_WHAT YOU ARE ASKED TO DO_
Copy every line of the listing exactly.

───── ENTRIES SHOWN ─────

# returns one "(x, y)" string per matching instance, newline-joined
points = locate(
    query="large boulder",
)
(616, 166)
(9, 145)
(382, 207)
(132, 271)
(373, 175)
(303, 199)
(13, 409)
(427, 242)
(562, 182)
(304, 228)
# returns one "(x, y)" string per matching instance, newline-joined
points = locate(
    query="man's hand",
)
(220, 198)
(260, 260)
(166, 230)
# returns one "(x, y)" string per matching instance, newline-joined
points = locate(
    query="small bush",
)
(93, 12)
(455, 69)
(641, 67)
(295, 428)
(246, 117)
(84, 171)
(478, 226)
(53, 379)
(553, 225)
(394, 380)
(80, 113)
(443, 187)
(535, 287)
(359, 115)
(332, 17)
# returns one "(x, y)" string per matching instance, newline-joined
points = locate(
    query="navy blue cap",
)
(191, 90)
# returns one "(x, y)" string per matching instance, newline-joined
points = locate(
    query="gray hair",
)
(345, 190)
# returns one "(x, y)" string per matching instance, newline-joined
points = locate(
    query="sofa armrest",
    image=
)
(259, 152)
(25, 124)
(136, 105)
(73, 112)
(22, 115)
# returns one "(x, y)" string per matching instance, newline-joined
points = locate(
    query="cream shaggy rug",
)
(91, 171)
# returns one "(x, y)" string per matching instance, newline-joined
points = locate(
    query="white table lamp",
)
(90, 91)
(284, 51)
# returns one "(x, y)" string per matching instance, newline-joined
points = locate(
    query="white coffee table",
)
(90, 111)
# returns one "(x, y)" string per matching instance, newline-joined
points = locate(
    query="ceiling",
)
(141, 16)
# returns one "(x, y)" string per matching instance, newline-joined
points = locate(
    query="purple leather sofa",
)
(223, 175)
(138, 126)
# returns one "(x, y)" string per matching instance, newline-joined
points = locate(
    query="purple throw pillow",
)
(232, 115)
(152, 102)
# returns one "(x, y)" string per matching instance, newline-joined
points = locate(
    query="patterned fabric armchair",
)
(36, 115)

─────

_EXERCISE OUTPUT_
# returns one "(x, y)" string per matching instance, newline-joined
points = locate(
    query="large boulder",
)
(616, 166)
(9, 145)
(382, 207)
(132, 271)
(373, 175)
(303, 199)
(13, 409)
(427, 242)
(562, 182)
(304, 228)
# returns one "(x, y)" string per matching instance, newline-joined
points = locate(
    query="man's hand",
)
(220, 198)
(260, 260)
(166, 230)
# returns one "(x, y)" string per matching instance, newline-joined
points = locate(
    query="small bush",
)
(93, 12)
(455, 69)
(641, 67)
(295, 428)
(246, 117)
(84, 171)
(478, 226)
(53, 379)
(553, 225)
(394, 380)
(80, 113)
(443, 187)
(535, 287)
(359, 115)
(332, 17)
# returns one "(x, y)" string per matching instance, newline-joined
points = locate(
    query="navy blue cap",
)
(191, 90)
# returns one "(x, y)" string per matching instance, newline-joined
points = locate(
    query="gray hair",
)
(345, 190)
# returns one "(x, y)" string per matching instance, newline-joined
points = locate(
    query="sofa armrest",
    image=
)
(259, 152)
(25, 124)
(136, 105)
(73, 112)
(22, 115)
# returns one "(x, y)" string per matching instance, newline-joined
points = locate(
    query="cream shaggy rug",
)
(91, 171)
# returns one "(x, y)" string per matching instance, newline-joined
points = locate(
    query="white table lamp",
)
(90, 91)
(284, 51)
# returns one "(x, y)" string per matching instance, newline-joined
points = locate(
    query="white coffee table",
)
(90, 111)
# returns one "(x, y)" string per matching instance, newline-joined
points = locate(
    query="ceiling",
)
(141, 16)
# returns one "(x, y)" string per matching instance, newline-joined
points = locate(
    query="purple leather sofa",
)
(223, 175)
(138, 126)
# returns one "(x, y)" string per matching instance, newline-joined
points = locate(
    query="purple throw pillow",
)
(232, 115)
(152, 102)
# returns one "(x, y)" string per matching instance, newline-joined
points = locate(
    query="patterned fabric armchair",
)
(36, 115)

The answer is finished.